Task requirements
Only the lines starting at the one that contains "Identify the dark" and running to the end should be repeated, exactly as written.

[Entries from a dataset]
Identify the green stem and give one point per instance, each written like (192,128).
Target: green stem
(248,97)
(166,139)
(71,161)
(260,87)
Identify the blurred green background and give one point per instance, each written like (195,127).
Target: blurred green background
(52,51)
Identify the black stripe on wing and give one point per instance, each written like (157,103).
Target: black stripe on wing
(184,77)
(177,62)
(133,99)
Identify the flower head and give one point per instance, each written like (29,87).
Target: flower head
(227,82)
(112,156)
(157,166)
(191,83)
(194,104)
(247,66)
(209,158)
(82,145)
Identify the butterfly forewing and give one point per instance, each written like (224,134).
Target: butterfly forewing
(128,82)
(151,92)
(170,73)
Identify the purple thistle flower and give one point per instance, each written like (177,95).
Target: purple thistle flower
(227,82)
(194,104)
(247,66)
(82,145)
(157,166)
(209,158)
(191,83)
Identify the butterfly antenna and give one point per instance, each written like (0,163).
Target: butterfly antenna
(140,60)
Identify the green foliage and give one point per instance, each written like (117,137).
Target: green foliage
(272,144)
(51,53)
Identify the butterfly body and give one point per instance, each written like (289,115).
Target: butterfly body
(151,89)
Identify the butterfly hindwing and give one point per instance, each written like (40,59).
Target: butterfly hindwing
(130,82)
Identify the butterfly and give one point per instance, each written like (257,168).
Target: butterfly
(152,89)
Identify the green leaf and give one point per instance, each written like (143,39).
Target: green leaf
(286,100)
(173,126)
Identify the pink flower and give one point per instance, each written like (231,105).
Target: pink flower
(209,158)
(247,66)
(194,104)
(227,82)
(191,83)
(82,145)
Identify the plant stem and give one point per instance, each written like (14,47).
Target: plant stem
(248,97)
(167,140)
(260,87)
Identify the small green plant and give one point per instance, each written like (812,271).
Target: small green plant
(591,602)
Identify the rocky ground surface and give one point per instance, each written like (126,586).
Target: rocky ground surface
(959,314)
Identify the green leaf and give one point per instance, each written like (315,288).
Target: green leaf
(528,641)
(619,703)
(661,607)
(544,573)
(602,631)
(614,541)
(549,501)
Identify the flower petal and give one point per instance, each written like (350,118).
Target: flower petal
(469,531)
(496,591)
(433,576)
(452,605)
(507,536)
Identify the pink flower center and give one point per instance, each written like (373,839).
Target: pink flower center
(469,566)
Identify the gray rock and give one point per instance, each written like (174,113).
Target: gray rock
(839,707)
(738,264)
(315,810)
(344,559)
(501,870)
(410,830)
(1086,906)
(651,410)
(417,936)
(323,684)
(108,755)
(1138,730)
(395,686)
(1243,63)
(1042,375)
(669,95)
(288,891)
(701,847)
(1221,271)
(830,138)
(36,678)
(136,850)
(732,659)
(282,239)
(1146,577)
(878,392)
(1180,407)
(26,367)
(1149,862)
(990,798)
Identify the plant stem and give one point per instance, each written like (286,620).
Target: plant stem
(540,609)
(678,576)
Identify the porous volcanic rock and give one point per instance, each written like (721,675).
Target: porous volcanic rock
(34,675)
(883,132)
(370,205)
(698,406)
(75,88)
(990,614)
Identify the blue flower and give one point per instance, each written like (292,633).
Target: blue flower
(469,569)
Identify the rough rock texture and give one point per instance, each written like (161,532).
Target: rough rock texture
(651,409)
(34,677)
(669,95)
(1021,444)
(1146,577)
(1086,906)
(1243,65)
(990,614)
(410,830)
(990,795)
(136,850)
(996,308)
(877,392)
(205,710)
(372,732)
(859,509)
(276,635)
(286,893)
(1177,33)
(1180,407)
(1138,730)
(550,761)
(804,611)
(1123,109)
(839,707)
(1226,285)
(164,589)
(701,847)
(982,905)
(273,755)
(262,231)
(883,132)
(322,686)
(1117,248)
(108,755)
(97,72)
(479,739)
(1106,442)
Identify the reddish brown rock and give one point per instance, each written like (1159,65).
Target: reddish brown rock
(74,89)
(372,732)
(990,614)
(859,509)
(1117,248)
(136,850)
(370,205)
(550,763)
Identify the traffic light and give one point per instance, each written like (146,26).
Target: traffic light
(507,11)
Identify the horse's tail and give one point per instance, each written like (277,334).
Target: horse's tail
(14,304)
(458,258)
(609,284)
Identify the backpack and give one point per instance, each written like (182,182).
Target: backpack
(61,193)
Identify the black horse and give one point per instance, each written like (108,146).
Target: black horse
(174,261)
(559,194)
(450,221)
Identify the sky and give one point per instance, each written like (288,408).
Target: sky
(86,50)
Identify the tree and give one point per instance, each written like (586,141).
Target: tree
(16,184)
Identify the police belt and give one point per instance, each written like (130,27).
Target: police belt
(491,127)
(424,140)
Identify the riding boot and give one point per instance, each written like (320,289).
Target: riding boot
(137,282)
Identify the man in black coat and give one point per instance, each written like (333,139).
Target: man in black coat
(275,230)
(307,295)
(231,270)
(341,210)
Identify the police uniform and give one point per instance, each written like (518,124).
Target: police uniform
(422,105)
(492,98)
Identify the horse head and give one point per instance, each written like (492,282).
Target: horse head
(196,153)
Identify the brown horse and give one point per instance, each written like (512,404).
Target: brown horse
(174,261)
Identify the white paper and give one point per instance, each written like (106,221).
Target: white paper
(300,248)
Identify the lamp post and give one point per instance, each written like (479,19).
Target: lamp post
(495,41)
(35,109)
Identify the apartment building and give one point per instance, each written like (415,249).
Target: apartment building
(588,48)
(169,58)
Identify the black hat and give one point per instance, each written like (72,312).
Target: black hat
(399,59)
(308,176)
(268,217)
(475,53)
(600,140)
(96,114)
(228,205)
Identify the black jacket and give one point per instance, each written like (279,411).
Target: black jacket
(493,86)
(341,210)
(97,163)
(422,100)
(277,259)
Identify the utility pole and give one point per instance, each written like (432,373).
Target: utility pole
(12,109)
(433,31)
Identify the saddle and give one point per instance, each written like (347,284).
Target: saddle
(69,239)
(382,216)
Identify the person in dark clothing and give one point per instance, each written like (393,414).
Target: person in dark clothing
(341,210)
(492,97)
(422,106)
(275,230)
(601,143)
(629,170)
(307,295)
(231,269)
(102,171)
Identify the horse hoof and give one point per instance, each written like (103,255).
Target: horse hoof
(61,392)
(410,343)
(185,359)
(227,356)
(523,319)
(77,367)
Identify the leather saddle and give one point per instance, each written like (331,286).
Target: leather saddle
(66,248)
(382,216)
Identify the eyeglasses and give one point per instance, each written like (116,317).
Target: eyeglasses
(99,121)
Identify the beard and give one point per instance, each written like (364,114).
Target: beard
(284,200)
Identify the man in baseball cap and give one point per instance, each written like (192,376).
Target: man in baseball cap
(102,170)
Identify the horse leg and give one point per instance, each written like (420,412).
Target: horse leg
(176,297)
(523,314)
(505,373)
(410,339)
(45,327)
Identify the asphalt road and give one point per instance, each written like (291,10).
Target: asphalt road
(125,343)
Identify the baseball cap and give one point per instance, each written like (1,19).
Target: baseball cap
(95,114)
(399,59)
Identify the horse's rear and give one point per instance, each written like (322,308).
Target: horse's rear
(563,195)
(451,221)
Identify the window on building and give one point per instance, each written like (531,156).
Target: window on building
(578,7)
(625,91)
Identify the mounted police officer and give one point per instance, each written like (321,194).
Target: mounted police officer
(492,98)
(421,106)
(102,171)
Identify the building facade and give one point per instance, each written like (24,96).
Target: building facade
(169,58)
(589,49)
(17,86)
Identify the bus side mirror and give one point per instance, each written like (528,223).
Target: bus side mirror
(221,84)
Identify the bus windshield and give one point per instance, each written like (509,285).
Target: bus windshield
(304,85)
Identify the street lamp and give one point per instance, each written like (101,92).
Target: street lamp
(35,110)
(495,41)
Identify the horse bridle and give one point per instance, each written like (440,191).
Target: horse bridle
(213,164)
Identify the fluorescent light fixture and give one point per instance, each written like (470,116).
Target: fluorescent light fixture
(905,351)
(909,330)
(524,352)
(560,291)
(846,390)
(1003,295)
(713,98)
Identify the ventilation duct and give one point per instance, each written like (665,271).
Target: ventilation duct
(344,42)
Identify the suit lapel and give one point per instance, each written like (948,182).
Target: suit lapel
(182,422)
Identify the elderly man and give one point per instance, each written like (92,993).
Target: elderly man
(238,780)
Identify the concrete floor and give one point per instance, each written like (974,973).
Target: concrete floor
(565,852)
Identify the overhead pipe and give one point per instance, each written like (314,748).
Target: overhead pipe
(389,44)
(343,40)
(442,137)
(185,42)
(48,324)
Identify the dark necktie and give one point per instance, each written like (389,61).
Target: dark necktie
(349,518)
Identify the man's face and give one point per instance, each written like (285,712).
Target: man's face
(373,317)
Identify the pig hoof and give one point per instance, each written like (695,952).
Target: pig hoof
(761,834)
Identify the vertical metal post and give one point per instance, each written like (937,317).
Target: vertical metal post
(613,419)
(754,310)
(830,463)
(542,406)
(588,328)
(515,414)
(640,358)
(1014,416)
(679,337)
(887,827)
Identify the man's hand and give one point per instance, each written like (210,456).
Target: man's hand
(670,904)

Answer in full
Identify the dark necktie and give one point per instance, each written like (389,61).
Target: dark necktie
(349,518)
Identify the man's face and give one point per instance, each written like (285,712).
Target: man's face
(373,317)
Identify the pig hoof and give one point per instance, each written like (695,952).
Target: pig hoof
(761,834)
Identify the vertical metal post and give one point per instance, each written like (937,317).
Target: vertical metal post
(613,419)
(754,310)
(830,463)
(542,406)
(588,328)
(515,414)
(640,358)
(1014,416)
(679,337)
(887,827)
Identify the man's hand and give one point per instance, each written like (210,456).
Target: man's hand
(670,904)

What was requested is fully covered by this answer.